[TO DO]: Look for the line that has "the white blurred" in the material below; please repeat it and every line after it, exactly, up to and including the line that has "the pink blossom?", and nothing else.

....

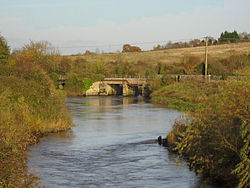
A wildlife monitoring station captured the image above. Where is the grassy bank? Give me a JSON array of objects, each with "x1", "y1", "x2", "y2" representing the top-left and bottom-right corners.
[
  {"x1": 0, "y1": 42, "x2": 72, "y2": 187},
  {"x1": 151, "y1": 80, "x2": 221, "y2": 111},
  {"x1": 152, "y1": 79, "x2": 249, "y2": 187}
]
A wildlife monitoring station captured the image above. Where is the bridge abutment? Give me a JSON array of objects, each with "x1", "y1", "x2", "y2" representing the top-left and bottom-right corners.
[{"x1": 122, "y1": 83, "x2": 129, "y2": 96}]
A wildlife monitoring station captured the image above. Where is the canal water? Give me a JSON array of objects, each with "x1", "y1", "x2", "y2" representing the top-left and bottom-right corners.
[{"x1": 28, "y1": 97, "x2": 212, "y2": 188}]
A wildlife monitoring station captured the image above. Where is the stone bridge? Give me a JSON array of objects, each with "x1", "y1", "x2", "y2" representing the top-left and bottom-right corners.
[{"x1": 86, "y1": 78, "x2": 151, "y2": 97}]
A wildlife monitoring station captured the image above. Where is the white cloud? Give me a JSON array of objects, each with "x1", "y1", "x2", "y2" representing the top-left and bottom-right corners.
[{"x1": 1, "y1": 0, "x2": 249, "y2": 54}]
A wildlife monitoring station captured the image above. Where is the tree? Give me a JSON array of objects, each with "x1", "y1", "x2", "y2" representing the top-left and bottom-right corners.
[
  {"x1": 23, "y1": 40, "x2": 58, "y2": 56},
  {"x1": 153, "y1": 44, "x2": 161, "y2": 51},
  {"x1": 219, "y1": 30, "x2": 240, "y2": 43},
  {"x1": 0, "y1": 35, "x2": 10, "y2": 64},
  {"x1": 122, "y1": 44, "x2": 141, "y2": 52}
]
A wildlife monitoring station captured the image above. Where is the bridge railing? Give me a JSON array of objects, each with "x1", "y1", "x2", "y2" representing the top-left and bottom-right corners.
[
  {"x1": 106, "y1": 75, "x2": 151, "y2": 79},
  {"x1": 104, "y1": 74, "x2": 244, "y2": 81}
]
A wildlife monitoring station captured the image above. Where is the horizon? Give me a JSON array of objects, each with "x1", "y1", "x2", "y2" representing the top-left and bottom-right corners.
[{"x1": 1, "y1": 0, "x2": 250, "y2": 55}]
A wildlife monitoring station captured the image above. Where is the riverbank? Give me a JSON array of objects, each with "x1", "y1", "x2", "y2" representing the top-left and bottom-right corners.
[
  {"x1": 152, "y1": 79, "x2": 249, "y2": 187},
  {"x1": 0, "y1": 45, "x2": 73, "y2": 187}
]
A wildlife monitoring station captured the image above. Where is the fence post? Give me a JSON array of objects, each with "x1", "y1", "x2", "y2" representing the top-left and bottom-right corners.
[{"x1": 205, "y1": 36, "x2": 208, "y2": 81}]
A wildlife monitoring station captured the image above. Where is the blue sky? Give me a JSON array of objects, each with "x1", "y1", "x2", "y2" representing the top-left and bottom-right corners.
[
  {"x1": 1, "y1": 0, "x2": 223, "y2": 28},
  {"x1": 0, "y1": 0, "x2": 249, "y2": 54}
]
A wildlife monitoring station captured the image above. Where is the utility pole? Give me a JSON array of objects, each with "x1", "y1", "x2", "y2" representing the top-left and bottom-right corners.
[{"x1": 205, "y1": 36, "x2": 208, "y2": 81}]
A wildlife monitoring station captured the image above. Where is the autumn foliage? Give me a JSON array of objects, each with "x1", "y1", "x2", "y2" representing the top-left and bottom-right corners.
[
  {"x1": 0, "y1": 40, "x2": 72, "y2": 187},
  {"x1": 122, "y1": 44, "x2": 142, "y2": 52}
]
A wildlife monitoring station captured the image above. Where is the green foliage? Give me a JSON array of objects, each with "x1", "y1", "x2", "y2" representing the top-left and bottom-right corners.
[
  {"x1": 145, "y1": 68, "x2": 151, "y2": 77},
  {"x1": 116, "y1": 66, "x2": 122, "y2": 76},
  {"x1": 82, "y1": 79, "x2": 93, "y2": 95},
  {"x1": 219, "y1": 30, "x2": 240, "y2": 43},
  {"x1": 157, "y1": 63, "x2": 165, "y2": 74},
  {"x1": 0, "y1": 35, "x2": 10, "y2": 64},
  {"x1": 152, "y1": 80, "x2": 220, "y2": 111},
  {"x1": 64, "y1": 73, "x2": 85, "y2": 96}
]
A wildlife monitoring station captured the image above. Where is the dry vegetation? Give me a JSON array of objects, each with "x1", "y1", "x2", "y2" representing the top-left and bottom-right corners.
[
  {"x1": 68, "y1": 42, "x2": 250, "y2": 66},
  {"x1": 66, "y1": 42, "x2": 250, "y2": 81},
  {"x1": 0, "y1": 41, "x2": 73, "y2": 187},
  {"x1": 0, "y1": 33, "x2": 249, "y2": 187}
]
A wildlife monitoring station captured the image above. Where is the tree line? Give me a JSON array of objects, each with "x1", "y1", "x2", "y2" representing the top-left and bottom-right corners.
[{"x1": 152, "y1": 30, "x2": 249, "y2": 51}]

....

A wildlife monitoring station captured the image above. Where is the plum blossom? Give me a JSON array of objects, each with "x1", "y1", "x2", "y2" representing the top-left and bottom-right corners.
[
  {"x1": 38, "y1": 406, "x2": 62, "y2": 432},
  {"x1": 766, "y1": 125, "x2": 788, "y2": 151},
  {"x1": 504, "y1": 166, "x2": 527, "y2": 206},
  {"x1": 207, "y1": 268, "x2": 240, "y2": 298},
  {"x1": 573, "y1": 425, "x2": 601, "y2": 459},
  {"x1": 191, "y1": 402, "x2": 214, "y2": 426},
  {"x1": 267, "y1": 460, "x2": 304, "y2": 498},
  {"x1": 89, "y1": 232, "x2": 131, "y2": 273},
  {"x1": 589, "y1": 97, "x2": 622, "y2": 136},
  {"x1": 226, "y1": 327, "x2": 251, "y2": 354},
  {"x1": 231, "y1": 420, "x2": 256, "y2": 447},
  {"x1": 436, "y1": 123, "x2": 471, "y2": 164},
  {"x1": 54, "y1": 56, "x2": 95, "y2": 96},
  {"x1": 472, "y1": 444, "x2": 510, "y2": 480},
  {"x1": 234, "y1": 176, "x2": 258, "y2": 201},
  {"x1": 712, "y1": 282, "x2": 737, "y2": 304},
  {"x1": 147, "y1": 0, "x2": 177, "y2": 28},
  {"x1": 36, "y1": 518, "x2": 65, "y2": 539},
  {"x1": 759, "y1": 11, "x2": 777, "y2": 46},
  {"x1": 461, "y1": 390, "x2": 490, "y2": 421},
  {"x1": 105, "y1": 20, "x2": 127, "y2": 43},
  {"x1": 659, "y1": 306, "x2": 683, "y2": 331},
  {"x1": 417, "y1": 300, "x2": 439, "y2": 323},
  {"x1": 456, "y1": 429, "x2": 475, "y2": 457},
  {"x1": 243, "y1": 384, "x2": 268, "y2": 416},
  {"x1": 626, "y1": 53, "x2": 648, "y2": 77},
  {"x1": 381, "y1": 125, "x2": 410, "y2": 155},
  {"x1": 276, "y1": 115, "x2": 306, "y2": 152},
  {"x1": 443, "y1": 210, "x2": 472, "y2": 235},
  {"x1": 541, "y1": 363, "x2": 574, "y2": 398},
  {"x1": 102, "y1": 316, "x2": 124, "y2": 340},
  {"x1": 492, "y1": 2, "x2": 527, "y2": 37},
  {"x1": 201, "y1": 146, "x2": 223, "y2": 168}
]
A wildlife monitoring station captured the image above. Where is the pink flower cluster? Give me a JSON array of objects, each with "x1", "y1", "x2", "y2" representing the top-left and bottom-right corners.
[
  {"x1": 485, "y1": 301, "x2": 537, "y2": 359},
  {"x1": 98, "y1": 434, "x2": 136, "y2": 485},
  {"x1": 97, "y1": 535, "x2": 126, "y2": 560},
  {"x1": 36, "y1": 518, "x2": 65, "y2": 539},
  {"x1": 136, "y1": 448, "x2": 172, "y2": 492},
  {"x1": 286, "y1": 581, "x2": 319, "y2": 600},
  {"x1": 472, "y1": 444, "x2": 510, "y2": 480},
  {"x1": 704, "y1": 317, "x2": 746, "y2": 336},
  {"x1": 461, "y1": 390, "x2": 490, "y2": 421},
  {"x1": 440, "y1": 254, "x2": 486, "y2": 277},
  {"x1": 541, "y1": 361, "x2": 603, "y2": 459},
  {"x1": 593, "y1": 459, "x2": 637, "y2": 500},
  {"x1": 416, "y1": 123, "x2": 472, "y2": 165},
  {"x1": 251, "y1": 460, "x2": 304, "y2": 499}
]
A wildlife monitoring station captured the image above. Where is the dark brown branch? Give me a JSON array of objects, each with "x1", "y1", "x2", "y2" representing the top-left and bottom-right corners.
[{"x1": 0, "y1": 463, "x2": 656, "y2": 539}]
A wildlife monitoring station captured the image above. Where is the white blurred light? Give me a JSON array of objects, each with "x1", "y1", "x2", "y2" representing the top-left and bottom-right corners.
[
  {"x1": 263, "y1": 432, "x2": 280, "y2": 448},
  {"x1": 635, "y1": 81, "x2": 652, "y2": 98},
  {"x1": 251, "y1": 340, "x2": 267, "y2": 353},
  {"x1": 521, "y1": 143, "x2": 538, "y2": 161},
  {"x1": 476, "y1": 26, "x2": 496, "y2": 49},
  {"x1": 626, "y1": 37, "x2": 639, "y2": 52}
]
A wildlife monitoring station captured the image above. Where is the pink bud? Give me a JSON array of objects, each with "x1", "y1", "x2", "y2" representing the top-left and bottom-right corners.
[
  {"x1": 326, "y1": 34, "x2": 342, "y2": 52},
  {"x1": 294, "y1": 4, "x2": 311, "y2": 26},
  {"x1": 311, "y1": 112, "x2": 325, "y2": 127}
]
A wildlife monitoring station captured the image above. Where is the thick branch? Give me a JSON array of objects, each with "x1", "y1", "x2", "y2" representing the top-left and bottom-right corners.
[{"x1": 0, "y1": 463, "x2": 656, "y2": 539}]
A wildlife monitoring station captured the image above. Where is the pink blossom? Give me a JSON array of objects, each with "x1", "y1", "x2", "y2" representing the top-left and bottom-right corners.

....

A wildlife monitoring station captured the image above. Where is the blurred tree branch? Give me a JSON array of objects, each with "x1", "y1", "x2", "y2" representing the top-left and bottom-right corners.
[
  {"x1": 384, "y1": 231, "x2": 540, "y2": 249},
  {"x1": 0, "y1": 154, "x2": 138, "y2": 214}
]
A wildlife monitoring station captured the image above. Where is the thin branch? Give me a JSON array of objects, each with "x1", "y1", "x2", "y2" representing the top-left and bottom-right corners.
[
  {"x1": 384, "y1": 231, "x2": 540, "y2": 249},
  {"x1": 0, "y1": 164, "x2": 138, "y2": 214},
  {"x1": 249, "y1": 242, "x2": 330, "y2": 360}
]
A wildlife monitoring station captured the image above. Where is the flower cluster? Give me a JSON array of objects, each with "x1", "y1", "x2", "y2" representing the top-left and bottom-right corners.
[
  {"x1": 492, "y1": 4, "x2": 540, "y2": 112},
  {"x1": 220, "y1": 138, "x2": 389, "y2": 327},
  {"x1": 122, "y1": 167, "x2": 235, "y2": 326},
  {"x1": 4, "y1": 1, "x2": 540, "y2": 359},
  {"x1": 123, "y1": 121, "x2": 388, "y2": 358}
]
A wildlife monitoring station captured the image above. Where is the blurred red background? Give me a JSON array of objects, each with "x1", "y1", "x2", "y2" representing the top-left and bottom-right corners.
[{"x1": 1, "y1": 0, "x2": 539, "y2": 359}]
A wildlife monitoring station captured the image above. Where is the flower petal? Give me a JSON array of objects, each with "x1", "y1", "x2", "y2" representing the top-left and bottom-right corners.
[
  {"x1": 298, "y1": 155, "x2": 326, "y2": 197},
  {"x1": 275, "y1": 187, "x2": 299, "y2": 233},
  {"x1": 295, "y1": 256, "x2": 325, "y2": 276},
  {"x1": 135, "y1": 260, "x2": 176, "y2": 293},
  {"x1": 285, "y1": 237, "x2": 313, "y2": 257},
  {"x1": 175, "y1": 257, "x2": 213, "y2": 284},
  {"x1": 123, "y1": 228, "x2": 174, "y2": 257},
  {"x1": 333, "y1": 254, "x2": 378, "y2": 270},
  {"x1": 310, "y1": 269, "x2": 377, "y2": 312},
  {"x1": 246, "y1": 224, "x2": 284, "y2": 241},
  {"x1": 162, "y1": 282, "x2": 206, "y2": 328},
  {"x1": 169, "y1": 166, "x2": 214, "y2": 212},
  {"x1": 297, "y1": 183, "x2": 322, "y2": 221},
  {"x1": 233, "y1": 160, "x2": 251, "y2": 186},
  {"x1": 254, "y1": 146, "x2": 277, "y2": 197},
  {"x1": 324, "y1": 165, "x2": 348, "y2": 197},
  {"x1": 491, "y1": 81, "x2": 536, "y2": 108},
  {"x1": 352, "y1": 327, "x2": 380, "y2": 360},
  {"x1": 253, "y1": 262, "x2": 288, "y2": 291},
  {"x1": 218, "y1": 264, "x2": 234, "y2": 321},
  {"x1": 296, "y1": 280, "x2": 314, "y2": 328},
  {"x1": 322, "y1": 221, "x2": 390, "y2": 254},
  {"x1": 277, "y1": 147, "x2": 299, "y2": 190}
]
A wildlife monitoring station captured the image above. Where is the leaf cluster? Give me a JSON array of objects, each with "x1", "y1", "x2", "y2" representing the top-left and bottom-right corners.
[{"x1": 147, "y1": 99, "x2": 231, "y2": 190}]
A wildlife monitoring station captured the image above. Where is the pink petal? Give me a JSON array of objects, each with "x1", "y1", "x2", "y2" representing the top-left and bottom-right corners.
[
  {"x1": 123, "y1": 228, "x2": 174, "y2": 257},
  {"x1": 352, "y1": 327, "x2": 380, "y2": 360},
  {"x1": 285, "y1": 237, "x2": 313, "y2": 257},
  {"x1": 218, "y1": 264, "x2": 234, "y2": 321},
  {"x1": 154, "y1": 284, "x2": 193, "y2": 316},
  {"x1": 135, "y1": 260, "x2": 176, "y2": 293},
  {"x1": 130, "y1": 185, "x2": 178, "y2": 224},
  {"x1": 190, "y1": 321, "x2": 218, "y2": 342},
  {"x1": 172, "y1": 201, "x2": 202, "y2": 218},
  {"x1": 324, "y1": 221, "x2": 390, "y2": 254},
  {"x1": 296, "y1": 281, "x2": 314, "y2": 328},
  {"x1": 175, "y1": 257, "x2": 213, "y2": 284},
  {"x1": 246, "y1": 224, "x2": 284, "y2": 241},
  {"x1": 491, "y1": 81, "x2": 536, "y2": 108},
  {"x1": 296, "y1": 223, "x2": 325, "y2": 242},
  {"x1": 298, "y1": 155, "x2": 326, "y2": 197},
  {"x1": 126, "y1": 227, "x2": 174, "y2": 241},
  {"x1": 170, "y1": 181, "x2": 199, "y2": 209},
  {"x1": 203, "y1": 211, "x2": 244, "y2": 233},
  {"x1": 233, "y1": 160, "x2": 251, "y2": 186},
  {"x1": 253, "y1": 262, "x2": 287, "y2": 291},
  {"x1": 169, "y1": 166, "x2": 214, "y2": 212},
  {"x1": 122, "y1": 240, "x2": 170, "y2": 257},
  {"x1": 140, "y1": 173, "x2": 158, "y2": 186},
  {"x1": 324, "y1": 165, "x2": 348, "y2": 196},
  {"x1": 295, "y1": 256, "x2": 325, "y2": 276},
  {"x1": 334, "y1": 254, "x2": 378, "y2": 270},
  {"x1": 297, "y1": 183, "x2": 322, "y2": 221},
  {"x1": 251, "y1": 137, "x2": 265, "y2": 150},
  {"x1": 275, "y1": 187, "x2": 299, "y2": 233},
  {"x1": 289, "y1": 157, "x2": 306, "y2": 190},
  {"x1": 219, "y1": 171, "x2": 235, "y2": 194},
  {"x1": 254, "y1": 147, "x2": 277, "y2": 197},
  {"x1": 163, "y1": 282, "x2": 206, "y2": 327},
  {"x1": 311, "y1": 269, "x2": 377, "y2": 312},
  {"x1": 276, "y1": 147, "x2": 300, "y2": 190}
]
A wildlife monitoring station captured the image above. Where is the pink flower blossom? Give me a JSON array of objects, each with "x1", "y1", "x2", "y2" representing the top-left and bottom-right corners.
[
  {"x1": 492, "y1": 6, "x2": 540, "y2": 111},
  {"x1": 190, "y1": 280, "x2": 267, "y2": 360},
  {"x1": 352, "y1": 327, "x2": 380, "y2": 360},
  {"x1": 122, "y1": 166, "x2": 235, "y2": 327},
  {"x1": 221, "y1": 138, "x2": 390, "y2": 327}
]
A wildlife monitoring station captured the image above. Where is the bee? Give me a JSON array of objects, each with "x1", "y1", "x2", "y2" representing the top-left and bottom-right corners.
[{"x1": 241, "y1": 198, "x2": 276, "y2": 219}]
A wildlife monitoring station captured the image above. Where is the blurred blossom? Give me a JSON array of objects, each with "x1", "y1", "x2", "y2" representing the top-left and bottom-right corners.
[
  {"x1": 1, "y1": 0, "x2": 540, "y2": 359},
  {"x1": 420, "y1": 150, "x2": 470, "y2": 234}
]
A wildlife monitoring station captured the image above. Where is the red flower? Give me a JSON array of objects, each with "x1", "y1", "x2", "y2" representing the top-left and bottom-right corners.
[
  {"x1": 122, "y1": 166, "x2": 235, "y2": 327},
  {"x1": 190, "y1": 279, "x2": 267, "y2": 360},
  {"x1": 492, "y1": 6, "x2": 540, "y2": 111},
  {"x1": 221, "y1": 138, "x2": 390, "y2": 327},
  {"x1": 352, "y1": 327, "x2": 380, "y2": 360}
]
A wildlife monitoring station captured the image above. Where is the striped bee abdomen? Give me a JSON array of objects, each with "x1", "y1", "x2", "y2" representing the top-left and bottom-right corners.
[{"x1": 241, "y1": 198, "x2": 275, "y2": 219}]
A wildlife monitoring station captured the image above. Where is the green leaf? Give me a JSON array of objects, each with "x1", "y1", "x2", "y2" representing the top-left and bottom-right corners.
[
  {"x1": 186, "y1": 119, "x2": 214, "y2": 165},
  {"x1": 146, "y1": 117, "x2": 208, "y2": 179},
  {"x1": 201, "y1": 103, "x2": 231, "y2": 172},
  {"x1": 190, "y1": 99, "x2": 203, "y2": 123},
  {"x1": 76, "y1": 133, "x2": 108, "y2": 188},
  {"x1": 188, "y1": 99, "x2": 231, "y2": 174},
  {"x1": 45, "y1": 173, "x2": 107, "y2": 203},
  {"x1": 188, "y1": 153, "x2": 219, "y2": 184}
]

....

[REPLY]:
A wildlife monitoring station captured the image above. Where is the white blurred light? Give me a JSON array of objects, each with "x1", "y1", "x2", "y2" representing the top-left and bottom-right corners.
[
  {"x1": 263, "y1": 432, "x2": 280, "y2": 448},
  {"x1": 635, "y1": 81, "x2": 652, "y2": 98},
  {"x1": 251, "y1": 340, "x2": 267, "y2": 353},
  {"x1": 521, "y1": 143, "x2": 538, "y2": 161},
  {"x1": 476, "y1": 26, "x2": 496, "y2": 49},
  {"x1": 626, "y1": 37, "x2": 639, "y2": 52}
]
A wildlife monitoring station captured the image above. Where is the pink bud? Give me a JSON array of objects, each with "x1", "y1", "x2", "y2" representing the top-left and bottom-right corners.
[
  {"x1": 326, "y1": 34, "x2": 342, "y2": 52},
  {"x1": 294, "y1": 4, "x2": 311, "y2": 26},
  {"x1": 311, "y1": 112, "x2": 325, "y2": 127}
]
A wildlife monitoring station captured the image above. Where is the thick branch? Give me a JSON array of objects, each with "x1", "y1", "x2", "y2" representing the top-left and bottom-right corners.
[{"x1": 0, "y1": 463, "x2": 656, "y2": 539}]
A wildlife monitoring station captured the image above. Where is the pink blossom? Give me a JSON array of objects, each with "x1", "y1", "x2", "y2" representing the top-left and bottom-right corners.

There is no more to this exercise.